*Short exercise*: In each of the items below, update every occurrence of "Returns" to "Output" and keep all other text unchanged. Leave the pictures out of your answer.

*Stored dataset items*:
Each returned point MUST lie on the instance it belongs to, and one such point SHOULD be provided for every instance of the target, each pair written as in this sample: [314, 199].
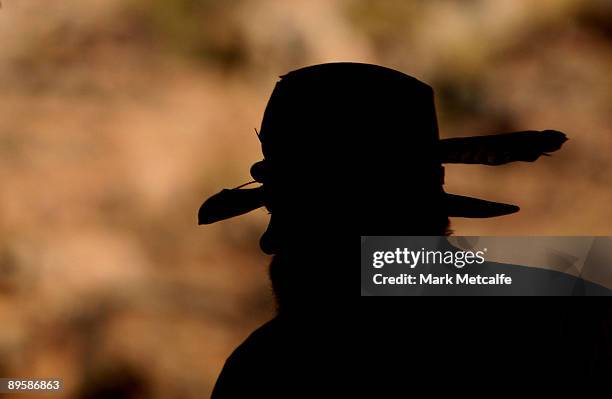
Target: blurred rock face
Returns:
[118, 118]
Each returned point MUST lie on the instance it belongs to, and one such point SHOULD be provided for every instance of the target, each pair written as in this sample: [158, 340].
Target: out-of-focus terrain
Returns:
[118, 118]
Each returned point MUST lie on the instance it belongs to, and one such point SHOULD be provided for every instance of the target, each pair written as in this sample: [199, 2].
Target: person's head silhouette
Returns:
[354, 148]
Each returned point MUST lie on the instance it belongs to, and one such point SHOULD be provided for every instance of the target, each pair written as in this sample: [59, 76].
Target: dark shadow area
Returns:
[351, 147]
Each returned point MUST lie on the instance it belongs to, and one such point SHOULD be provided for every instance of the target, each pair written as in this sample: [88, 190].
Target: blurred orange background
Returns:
[118, 118]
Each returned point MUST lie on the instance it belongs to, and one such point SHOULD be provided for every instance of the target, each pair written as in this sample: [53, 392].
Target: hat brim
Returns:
[229, 203]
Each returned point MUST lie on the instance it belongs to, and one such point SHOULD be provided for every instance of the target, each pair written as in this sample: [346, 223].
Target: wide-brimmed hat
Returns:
[400, 109]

*Answer to the problem*:
Each returned point MUST lie on the instance it belongs to, and one such point SHOULD be provided for every instance of the target, each pair written as in this sample: [314, 199].
Target: blurred rock face
Output:
[118, 118]
Each returned point MUST lie on the instance it belongs to, and one such point SHOULD be provided for every instance of the target, each pair written as in this sample: [158, 340].
Target: out-of-focus terrain
Output:
[118, 118]
Each returned point MUST lie on the instance it belongs to, and one such point SHOULD be provided for every instance of the target, each pair written as in this sample: [199, 2].
Target: person's head silhouette
Output:
[354, 148]
Each returned point MUST lie on the instance it belongs to, and one such point SHOULD be provided for every instance of the target, each pair written as in this sample: [59, 76].
Target: dark shadow area
Output:
[351, 147]
Each returned point MUST lie on the instance it belongs to, and one such point SHOULD be provided for every instance of the target, each pair written as in this sample: [88, 190].
Target: blurred orange background
Output:
[118, 118]
Each returned point MUST lie on the instance it belongs to, and one such point SHOULD be provided for every instance of the target, each pair written as in this sample: [53, 392].
Target: hat brim
Output:
[229, 203]
Each returned point MUST lie on the instance it belongs to, and one such point SHOULD be provided for every instance of the target, each pair written as in this sample: [346, 223].
Target: wide-brimmed hat
Output:
[400, 109]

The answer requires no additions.